• _WRITTEN INSTRUCTION_
Reproduce the lines below word for word, leaving out the pictures.

Stored data entries:
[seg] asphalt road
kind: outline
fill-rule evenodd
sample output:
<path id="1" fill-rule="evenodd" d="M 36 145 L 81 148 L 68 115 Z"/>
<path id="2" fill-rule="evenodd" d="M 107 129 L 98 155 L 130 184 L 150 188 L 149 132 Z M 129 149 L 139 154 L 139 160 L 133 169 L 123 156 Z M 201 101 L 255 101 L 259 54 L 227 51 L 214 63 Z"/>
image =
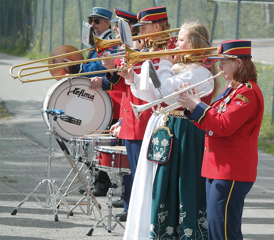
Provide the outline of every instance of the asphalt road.
<path id="1" fill-rule="evenodd" d="M 28 61 L 24 58 L 0 53 L 0 102 L 12 116 L 9 120 L 0 120 L 0 239 L 122 239 L 124 231 L 118 225 L 109 233 L 100 224 L 92 236 L 86 235 L 100 218 L 97 210 L 95 211 L 96 220 L 93 214 L 84 214 L 79 207 L 73 210 L 73 216 L 67 218 L 68 210 L 61 205 L 57 212 L 59 221 L 55 221 L 52 209 L 42 206 L 46 205 L 46 183 L 42 184 L 36 193 L 42 205 L 31 196 L 18 209 L 16 215 L 11 215 L 39 182 L 47 177 L 49 138 L 40 110 L 46 93 L 56 81 L 22 84 L 19 80 L 12 79 L 9 74 L 11 67 Z M 70 149 L 69 145 L 66 145 Z M 51 178 L 55 180 L 58 187 L 71 167 L 54 137 L 52 146 Z M 88 176 L 83 175 L 85 177 Z M 118 198 L 120 194 L 120 186 L 113 199 Z M 75 203 L 82 196 L 76 192 L 65 199 L 68 202 Z M 102 206 L 103 216 L 107 212 L 107 198 L 101 197 L 96 199 Z M 86 212 L 87 205 L 82 206 Z M 122 211 L 122 209 L 113 209 L 114 213 Z M 247 196 L 244 210 L 244 239 L 274 239 L 273 216 L 274 159 L 272 156 L 259 152 L 257 180 Z M 113 221 L 112 223 L 113 225 Z M 105 224 L 107 225 L 107 222 Z"/>

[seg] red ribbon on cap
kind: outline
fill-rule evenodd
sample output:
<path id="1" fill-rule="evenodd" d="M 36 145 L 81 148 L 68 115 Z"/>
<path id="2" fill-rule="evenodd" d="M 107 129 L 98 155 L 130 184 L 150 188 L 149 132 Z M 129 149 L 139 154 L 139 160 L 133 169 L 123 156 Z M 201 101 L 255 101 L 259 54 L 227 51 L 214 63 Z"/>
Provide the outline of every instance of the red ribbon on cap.
<path id="1" fill-rule="evenodd" d="M 210 62 L 210 63 L 209 64 L 206 64 L 206 62 L 208 61 Z M 211 59 L 208 58 L 206 58 L 203 60 L 202 66 L 206 68 L 209 68 L 214 63 L 217 63 L 218 61 L 218 59 Z"/>

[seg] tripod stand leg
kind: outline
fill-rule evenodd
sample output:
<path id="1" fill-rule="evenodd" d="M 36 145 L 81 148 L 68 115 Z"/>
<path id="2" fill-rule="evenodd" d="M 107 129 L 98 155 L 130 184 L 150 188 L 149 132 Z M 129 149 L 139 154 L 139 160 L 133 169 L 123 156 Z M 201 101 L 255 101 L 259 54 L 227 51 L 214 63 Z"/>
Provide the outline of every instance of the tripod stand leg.
<path id="1" fill-rule="evenodd" d="M 16 214 L 17 213 L 17 210 L 19 209 L 19 208 L 23 204 L 24 204 L 25 202 L 31 196 L 33 195 L 34 193 L 35 192 L 35 191 L 37 190 L 37 188 L 40 187 L 43 183 L 44 183 L 46 181 L 46 180 L 44 179 L 42 181 L 40 182 L 38 185 L 35 188 L 34 188 L 34 189 L 27 196 L 26 196 L 25 198 L 25 199 L 22 201 L 19 204 L 19 205 L 17 206 L 16 208 L 14 210 L 12 211 L 12 212 L 11 213 L 11 215 L 16 215 Z M 35 198 L 36 199 L 37 198 Z M 43 206 L 43 204 L 42 204 L 41 202 L 40 201 L 38 201 L 38 202 L 40 203 L 42 207 L 44 206 Z"/>

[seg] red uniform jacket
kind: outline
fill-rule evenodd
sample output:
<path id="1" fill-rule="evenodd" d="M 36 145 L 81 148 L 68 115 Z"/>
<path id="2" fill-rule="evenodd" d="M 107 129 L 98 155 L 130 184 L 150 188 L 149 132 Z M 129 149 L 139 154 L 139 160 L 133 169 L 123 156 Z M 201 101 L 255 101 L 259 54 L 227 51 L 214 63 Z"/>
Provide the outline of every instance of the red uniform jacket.
<path id="1" fill-rule="evenodd" d="M 176 46 L 173 42 L 171 42 L 164 47 L 165 49 L 172 49 L 175 48 Z M 163 49 L 162 47 L 159 48 L 157 50 Z M 115 59 L 115 63 L 117 65 L 120 66 L 120 63 L 118 62 L 119 60 L 119 59 Z M 156 58 L 152 59 L 151 60 L 153 63 L 159 63 L 160 59 Z M 138 64 L 135 66 L 138 65 Z M 158 67 L 156 66 L 155 68 L 157 69 Z M 141 72 L 141 69 L 135 69 L 134 71 L 138 74 Z M 147 123 L 152 113 L 148 110 L 145 111 L 140 116 L 139 121 L 138 122 L 132 110 L 130 102 L 136 105 L 145 104 L 147 102 L 135 97 L 131 92 L 130 86 L 126 84 L 124 78 L 117 75 L 116 72 L 113 73 L 111 78 L 110 75 L 107 74 L 106 77 L 108 81 L 115 86 L 115 88 L 125 93 L 124 101 L 121 102 L 120 108 L 120 112 L 121 112 L 122 113 L 123 116 L 120 116 L 120 118 L 122 119 L 122 123 L 119 138 L 128 140 L 142 140 Z"/>
<path id="2" fill-rule="evenodd" d="M 187 116 L 206 131 L 202 176 L 255 181 L 263 111 L 262 92 L 250 79 L 236 89 L 225 88 L 211 106 L 200 103 Z"/>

• _SOLUTION TO THIS PROBLEM_
[seg] asphalt road
kind: outline
fill-rule evenodd
sample output:
<path id="1" fill-rule="evenodd" d="M 36 145 L 81 148 L 68 115 Z"/>
<path id="2" fill-rule="evenodd" d="M 107 129 L 98 155 L 130 184 L 150 188 L 149 132 Z M 129 149 L 139 154 L 139 160 L 133 169 L 123 156 Z M 201 101 L 255 101 L 259 54 L 227 51 L 214 63 Z"/>
image =
Provide the outline of every instance of the asphalt road.
<path id="1" fill-rule="evenodd" d="M 28 61 L 24 58 L 0 53 L 0 102 L 12 116 L 9 120 L 0 120 L 0 239 L 122 239 L 124 231 L 118 225 L 109 233 L 100 224 L 92 236 L 86 235 L 100 218 L 97 210 L 95 211 L 96 220 L 93 214 L 84 214 L 79 207 L 73 210 L 73 216 L 67 218 L 68 210 L 61 205 L 57 212 L 59 221 L 55 221 L 52 209 L 42 206 L 46 205 L 46 183 L 42 184 L 36 193 L 42 205 L 31 196 L 18 209 L 16 215 L 11 215 L 39 182 L 47 177 L 49 138 L 40 110 L 46 93 L 56 81 L 22 84 L 19 80 L 12 79 L 9 74 L 11 67 Z M 70 149 L 69 145 L 66 145 Z M 51 178 L 55 180 L 58 187 L 71 167 L 54 137 L 52 146 Z M 88 176 L 83 175 L 85 177 Z M 118 198 L 120 194 L 120 186 L 113 199 Z M 75 203 L 82 196 L 76 192 L 65 199 L 68 202 Z M 102 206 L 103 216 L 107 212 L 107 198 L 101 197 L 96 199 Z M 86 212 L 87 205 L 82 206 Z M 122 211 L 122 209 L 113 209 L 114 213 Z M 247 196 L 244 210 L 244 239 L 274 239 L 273 216 L 274 159 L 272 156 L 259 152 L 257 180 Z M 113 221 L 112 223 L 113 225 Z M 105 224 L 107 225 L 107 222 Z"/>

[seg] red ribbon on cap
kind: outline
fill-rule evenodd
sample output:
<path id="1" fill-rule="evenodd" d="M 36 145 L 81 148 L 68 115 Z"/>
<path id="2" fill-rule="evenodd" d="M 107 129 L 98 155 L 130 184 L 150 188 L 149 132 Z M 129 149 L 139 154 L 139 160 L 133 169 L 123 156 Z M 201 101 L 255 101 L 259 54 L 227 51 L 214 63 Z"/>
Provide the outline of every instance of the red ribbon on cap.
<path id="1" fill-rule="evenodd" d="M 210 62 L 210 63 L 209 64 L 206 64 L 206 62 L 208 61 Z M 211 59 L 208 58 L 206 58 L 203 60 L 202 66 L 206 68 L 209 68 L 214 63 L 217 63 L 218 61 L 218 59 Z"/>

[seg] tripod stand leg
kind: outline
fill-rule evenodd
sample output:
<path id="1" fill-rule="evenodd" d="M 36 145 L 81 148 L 68 115 Z"/>
<path id="2" fill-rule="evenodd" d="M 107 129 L 98 155 L 130 184 L 150 188 L 149 132 Z M 129 149 L 139 154 L 139 160 L 133 169 L 123 156 Z M 201 101 L 255 101 L 259 54 L 227 51 L 214 63 Z"/>
Provide the outline of every instance of the tripod stand leg.
<path id="1" fill-rule="evenodd" d="M 16 214 L 17 213 L 17 210 L 19 209 L 19 208 L 23 204 L 24 204 L 25 202 L 31 196 L 33 195 L 34 193 L 35 192 L 35 191 L 37 190 L 37 188 L 40 187 L 43 183 L 44 183 L 46 181 L 46 180 L 44 179 L 42 181 L 40 182 L 38 185 L 35 188 L 34 188 L 34 189 L 27 196 L 26 196 L 25 198 L 25 199 L 22 201 L 19 204 L 19 205 L 17 206 L 16 208 L 14 210 L 12 211 L 12 212 L 11 213 L 11 215 L 16 215 Z M 35 198 L 36 199 L 37 198 Z M 43 206 L 43 204 L 42 204 L 41 202 L 40 201 L 38 201 L 38 202 L 40 203 L 42 207 L 44 206 Z"/>

[seg] red uniform jacket
kind: outline
fill-rule evenodd
sample output:
<path id="1" fill-rule="evenodd" d="M 36 145 L 81 148 L 68 115 Z"/>
<path id="2" fill-rule="evenodd" d="M 107 129 L 98 155 L 130 184 L 150 188 L 149 132 Z M 129 149 L 139 154 L 139 160 L 133 169 L 123 156 Z M 201 101 L 255 101 L 259 54 L 227 51 L 214 63 Z"/>
Provide the outline of every instance of the red uniform jacket.
<path id="1" fill-rule="evenodd" d="M 176 46 L 173 42 L 171 42 L 164 47 L 165 49 L 172 49 L 175 48 Z M 163 49 L 162 47 L 159 48 L 157 50 Z M 115 59 L 115 63 L 117 65 L 120 66 L 120 63 L 118 62 L 119 60 L 119 59 Z M 156 58 L 152 59 L 151 60 L 153 63 L 159 63 L 160 59 Z M 138 64 L 135 66 L 138 65 Z M 158 67 L 156 66 L 155 68 L 157 69 Z M 141 72 L 141 69 L 135 69 L 134 71 L 138 74 Z M 147 123 L 152 113 L 148 110 L 145 111 L 140 116 L 139 121 L 138 122 L 132 110 L 130 102 L 136 105 L 145 104 L 147 102 L 135 97 L 131 92 L 130 86 L 126 84 L 124 78 L 117 75 L 116 72 L 113 73 L 111 78 L 110 75 L 107 74 L 106 77 L 108 81 L 115 86 L 115 88 L 125 93 L 124 101 L 121 102 L 120 108 L 120 112 L 121 112 L 122 113 L 123 116 L 120 116 L 120 118 L 122 119 L 122 123 L 119 138 L 128 140 L 142 140 Z"/>
<path id="2" fill-rule="evenodd" d="M 187 116 L 206 131 L 202 176 L 255 181 L 263 111 L 262 92 L 250 79 L 236 89 L 225 88 L 211 106 L 200 103 Z"/>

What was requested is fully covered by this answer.